- _Raw data_:
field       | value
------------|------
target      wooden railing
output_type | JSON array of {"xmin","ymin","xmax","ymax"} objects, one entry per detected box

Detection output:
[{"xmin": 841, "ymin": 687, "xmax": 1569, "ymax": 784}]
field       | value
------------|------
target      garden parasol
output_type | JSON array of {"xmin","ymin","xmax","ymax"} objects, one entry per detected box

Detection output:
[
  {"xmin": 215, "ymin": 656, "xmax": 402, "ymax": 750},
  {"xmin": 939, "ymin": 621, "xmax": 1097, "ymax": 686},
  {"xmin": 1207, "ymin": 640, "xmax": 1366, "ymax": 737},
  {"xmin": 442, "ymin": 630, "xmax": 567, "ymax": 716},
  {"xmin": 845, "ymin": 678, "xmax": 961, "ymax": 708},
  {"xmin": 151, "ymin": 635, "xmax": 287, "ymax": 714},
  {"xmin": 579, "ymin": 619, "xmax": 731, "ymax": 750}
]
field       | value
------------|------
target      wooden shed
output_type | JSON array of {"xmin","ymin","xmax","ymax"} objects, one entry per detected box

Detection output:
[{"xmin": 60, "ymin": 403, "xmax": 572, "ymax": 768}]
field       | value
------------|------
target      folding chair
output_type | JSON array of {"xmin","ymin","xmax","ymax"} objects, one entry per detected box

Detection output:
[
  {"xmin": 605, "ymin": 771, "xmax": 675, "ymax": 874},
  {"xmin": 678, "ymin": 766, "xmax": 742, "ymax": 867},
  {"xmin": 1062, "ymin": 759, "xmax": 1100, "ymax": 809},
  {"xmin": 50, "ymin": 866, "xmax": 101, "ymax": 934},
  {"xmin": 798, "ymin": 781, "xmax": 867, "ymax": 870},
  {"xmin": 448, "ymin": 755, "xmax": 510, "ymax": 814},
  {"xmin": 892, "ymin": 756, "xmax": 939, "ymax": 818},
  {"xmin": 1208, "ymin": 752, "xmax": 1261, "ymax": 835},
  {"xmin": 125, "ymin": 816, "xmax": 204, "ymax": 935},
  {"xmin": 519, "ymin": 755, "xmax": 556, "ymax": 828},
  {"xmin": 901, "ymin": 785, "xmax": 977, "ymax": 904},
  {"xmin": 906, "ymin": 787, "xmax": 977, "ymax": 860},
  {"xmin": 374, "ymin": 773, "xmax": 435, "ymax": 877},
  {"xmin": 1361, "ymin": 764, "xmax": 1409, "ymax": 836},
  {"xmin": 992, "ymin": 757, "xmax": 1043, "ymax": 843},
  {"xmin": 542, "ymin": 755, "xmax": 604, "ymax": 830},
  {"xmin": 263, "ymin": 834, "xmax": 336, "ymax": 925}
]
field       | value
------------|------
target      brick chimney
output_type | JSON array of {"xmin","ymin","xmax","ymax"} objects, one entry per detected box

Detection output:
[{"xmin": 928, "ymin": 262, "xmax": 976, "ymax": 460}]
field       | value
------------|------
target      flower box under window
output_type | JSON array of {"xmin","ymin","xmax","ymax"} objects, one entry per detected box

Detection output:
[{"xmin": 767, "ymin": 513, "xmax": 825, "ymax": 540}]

...

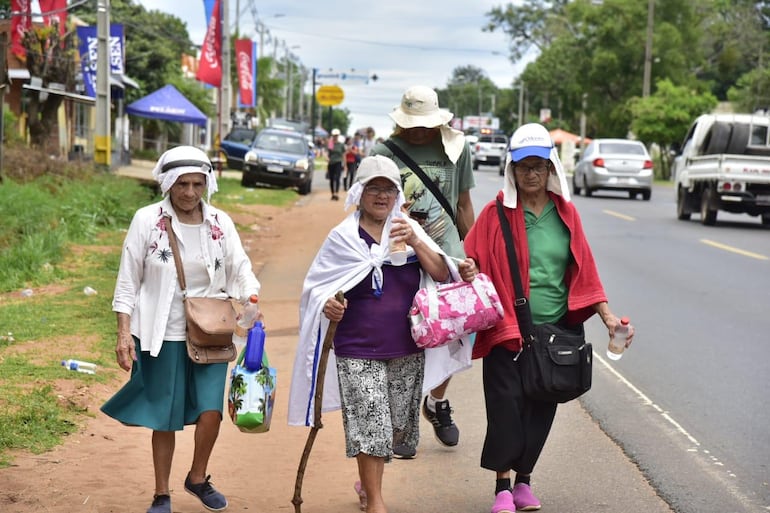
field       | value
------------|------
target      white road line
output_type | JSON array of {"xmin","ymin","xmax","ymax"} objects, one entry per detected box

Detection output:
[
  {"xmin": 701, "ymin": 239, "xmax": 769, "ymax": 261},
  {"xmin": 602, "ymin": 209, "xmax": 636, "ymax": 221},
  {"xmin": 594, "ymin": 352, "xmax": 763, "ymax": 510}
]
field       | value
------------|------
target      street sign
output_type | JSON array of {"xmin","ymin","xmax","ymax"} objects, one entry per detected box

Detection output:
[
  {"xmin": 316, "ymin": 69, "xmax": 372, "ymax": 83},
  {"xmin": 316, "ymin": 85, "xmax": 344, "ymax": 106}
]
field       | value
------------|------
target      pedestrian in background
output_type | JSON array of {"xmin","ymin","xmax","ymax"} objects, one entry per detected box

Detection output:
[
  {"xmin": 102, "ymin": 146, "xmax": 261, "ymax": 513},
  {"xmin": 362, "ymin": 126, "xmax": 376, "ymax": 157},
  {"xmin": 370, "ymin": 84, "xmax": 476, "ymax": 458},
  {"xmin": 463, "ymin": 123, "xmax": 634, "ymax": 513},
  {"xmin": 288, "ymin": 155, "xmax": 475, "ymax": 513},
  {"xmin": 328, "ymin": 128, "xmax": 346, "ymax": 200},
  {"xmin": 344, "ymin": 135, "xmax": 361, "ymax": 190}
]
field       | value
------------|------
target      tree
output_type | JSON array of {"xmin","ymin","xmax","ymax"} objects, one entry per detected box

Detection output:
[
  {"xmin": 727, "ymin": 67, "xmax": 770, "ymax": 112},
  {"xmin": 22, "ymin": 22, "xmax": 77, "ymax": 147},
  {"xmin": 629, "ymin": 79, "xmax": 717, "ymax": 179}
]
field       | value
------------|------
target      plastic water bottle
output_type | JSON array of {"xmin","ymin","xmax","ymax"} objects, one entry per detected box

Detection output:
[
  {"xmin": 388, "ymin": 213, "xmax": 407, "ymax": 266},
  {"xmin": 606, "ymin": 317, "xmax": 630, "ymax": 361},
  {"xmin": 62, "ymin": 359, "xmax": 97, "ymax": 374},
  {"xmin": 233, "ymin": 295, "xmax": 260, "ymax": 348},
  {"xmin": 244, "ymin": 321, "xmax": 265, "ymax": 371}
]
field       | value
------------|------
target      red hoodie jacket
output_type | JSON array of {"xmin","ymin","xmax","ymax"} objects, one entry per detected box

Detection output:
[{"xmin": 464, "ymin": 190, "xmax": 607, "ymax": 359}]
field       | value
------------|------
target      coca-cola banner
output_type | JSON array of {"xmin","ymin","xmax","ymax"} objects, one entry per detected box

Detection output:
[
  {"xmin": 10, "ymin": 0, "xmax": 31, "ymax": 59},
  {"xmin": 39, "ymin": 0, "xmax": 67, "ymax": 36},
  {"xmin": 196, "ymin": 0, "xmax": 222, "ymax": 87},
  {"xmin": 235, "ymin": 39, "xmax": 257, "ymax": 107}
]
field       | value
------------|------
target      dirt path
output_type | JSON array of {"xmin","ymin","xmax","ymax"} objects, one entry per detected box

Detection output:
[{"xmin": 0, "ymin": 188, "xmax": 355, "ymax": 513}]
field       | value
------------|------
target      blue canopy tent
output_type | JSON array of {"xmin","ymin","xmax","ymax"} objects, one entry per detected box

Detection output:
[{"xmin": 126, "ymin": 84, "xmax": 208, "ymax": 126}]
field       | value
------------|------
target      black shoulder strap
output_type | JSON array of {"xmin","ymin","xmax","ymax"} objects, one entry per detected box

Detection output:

- _Problem to solve_:
Using the material, find how many lines hold the word "wooden". Give the number by itself.

- _Your solution_:
2